→ WHAT IS ASKED: Present as a JSON list of strings, one per line and omitting blank lines, only the lines below that start with the line containing "point_to SHOULD mark one point per instance of the red" and continue through the line containing "pixel 240 53", both included.

☆ ☆ ☆

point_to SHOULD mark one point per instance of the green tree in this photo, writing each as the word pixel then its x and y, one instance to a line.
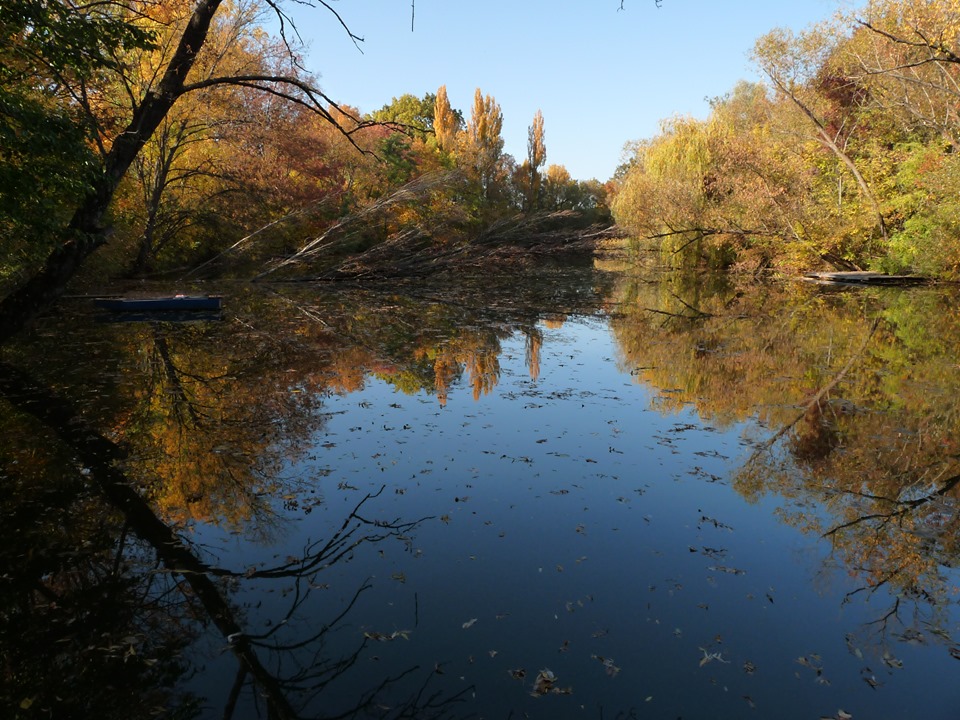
pixel 447 122
pixel 122 130
pixel 485 143
pixel 536 158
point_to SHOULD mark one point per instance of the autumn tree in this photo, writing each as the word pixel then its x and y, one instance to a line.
pixel 536 158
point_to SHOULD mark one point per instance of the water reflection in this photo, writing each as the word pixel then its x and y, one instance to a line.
pixel 443 502
pixel 860 389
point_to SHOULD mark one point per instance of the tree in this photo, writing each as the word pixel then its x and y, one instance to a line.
pixel 536 158
pixel 484 142
pixel 414 114
pixel 446 121
pixel 793 64
pixel 121 140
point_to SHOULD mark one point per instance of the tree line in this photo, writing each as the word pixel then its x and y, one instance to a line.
pixel 178 130
pixel 844 155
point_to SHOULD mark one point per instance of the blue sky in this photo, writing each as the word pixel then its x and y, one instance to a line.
pixel 601 76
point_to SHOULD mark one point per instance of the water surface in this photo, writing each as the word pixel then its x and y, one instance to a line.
pixel 591 496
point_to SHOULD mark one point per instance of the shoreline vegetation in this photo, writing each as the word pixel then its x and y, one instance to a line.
pixel 181 141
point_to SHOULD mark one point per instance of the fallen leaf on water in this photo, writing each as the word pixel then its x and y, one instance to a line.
pixel 890 661
pixel 710 657
pixel 724 568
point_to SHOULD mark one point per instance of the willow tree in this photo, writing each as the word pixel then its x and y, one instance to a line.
pixel 484 141
pixel 536 158
pixel 446 123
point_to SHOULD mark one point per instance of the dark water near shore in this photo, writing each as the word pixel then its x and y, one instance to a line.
pixel 582 495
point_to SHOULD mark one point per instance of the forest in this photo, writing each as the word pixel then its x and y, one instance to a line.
pixel 845 155
pixel 187 140
pixel 174 135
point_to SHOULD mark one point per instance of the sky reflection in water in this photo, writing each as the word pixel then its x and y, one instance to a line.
pixel 573 527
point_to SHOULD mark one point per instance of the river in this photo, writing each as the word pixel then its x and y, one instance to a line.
pixel 582 493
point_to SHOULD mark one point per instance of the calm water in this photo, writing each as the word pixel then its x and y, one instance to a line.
pixel 594 496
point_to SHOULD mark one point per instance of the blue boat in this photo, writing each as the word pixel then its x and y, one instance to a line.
pixel 167 303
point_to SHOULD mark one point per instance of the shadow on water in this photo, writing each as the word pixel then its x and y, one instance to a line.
pixel 585 495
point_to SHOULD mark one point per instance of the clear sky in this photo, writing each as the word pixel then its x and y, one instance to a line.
pixel 601 76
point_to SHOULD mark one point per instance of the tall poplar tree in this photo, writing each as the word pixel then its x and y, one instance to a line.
pixel 445 121
pixel 536 158
pixel 485 141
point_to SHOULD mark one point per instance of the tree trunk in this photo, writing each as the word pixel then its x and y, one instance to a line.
pixel 86 233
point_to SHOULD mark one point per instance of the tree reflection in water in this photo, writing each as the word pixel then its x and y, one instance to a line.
pixel 860 391
pixel 115 624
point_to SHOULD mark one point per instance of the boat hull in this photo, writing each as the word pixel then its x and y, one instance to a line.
pixel 174 303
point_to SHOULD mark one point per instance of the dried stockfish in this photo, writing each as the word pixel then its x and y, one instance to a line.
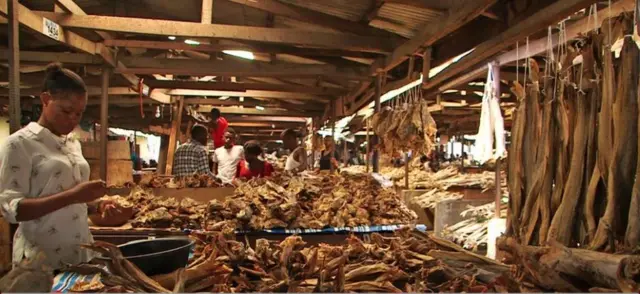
pixel 625 125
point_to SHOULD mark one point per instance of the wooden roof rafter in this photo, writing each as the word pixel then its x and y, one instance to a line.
pixel 197 30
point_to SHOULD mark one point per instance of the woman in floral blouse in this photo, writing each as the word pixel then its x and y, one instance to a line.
pixel 44 184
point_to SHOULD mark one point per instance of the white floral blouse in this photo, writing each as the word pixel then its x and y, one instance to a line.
pixel 35 163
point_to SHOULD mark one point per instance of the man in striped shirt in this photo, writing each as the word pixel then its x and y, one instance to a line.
pixel 191 158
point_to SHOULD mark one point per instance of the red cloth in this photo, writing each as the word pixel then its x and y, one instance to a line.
pixel 245 172
pixel 217 134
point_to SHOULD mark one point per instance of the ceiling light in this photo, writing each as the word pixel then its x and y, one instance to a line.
pixel 240 53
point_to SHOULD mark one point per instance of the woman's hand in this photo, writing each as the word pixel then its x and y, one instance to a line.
pixel 89 191
pixel 108 208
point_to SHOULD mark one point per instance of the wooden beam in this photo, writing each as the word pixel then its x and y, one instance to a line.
pixel 424 4
pixel 254 111
pixel 244 33
pixel 272 119
pixel 543 18
pixel 249 93
pixel 91 91
pixel 238 68
pixel 261 48
pixel 47 57
pixel 228 86
pixel 207 11
pixel 265 125
pixel 266 104
pixel 104 123
pixel 458 16
pixel 14 65
pixel 36 23
pixel 73 8
pixel 175 134
pixel 313 17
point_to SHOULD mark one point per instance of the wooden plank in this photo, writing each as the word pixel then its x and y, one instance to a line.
pixel 207 11
pixel 175 134
pixel 238 68
pixel 254 111
pixel 197 30
pixel 104 122
pixel 248 93
pixel 266 104
pixel 47 57
pixel 429 34
pixel 14 65
pixel 35 23
pixel 229 86
pixel 313 17
pixel 73 8
pixel 540 20
pixel 261 48
pixel 273 119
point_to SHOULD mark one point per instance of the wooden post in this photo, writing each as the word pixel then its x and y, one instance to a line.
pixel 207 12
pixel 14 66
pixel 378 93
pixel 6 230
pixel 426 65
pixel 406 170
pixel 175 133
pixel 162 157
pixel 333 132
pixel 104 122
pixel 368 158
pixel 344 152
pixel 314 121
pixel 496 88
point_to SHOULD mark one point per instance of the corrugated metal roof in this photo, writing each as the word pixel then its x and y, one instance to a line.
pixel 404 20
pixel 347 9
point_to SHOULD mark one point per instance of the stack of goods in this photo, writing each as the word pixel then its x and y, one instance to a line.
pixel 408 262
pixel 450 177
pixel 194 181
pixel 158 212
pixel 309 202
pixel 432 197
pixel 471 233
pixel 573 161
pixel 404 129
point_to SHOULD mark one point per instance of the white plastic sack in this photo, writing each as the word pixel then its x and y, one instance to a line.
pixel 491 124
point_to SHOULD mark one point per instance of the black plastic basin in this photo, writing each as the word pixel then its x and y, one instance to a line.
pixel 158 256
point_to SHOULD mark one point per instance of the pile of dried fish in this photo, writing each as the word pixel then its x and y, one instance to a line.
pixel 158 212
pixel 432 197
pixel 30 275
pixel 408 262
pixel 405 128
pixel 309 202
pixel 194 181
pixel 573 160
pixel 472 232
pixel 122 276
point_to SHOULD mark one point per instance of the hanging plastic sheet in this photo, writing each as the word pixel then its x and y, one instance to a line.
pixel 491 123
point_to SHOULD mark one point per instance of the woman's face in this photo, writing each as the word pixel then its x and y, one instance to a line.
pixel 63 113
pixel 328 143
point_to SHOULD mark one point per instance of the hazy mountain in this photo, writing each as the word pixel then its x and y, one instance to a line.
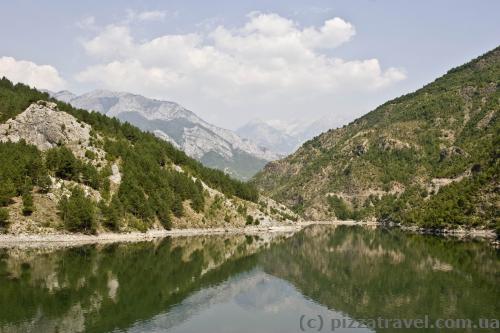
pixel 429 157
pixel 285 137
pixel 268 136
pixel 213 146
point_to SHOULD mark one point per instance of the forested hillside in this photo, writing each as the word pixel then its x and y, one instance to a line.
pixel 428 158
pixel 101 173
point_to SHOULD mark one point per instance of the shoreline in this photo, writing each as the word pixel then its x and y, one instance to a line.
pixel 77 239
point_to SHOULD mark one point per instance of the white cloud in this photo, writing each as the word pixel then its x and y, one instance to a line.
pixel 269 63
pixel 27 72
pixel 152 15
pixel 87 23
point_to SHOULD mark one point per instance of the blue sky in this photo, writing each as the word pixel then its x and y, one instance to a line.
pixel 233 61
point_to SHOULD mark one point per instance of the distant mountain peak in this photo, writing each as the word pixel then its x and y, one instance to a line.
pixel 212 145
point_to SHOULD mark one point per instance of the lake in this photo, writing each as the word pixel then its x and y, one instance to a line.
pixel 318 279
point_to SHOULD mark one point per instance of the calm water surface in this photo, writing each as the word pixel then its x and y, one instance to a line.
pixel 249 283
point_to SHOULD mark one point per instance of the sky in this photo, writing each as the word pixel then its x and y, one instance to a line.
pixel 235 61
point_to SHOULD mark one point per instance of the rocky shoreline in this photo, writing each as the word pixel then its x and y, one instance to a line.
pixel 75 239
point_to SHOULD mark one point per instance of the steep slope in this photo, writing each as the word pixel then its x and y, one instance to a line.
pixel 213 146
pixel 429 157
pixel 63 168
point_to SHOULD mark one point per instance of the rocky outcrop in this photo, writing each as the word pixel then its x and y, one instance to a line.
pixel 45 127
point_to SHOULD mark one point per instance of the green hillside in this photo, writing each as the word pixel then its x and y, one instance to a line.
pixel 428 158
pixel 151 190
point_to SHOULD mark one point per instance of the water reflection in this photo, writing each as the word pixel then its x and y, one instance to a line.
pixel 246 283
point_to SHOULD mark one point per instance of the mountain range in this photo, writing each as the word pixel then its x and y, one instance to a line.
pixel 63 168
pixel 428 158
pixel 214 146
pixel 284 137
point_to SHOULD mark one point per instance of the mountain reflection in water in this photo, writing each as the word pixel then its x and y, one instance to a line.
pixel 238 283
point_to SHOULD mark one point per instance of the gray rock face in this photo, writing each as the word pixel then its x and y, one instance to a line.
pixel 214 146
pixel 42 125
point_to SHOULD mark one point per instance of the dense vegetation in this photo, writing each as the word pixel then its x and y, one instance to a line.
pixel 383 164
pixel 150 190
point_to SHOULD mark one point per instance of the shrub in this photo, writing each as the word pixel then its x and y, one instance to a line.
pixel 28 207
pixel 4 217
pixel 78 212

☆ ☆ ☆

→ RESULT:
[
  "point_to SHOULD mark one point per instance of the red cloth in this photo, writing each as the word pixel then its x and y, one instance to a line.",
  "pixel 245 172",
  "pixel 217 134",
  "point_to SHOULD mark one point per instance of the ceiling light in this photo, writing each as the word pixel then its x and y, one instance to a line.",
  "pixel 240 53"
]